> Task goal: In the data that follows, every line containing the word "windshield" should be returned.

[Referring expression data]
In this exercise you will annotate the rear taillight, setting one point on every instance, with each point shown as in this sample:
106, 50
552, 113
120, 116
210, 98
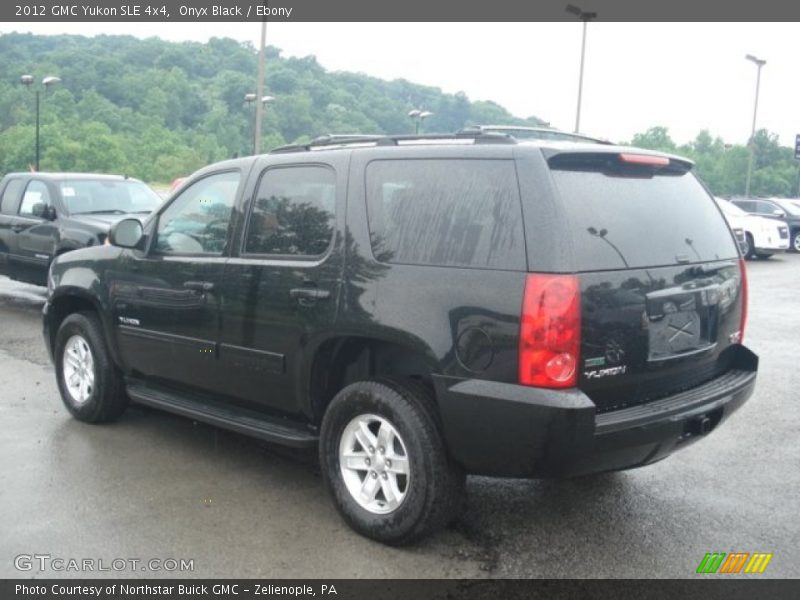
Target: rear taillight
744, 293
550, 327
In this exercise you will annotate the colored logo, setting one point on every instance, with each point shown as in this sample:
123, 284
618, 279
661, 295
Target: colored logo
735, 562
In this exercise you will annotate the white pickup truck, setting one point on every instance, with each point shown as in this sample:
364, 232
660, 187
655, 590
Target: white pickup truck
763, 237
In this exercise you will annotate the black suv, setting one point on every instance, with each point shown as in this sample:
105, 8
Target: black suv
420, 308
43, 215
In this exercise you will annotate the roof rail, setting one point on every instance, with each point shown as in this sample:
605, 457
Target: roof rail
340, 141
526, 131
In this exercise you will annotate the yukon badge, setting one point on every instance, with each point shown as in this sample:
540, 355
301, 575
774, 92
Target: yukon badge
610, 372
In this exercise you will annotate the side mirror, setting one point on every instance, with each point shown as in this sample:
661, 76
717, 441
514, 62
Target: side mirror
127, 233
41, 210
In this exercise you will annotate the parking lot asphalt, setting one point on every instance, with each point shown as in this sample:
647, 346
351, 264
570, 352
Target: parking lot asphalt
157, 486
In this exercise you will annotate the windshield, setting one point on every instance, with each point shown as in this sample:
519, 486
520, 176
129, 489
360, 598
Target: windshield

> Response area:
In this exercise you will annotate the windshield, setting one point on every instance, with each point shown as in this sample:
Target: windshield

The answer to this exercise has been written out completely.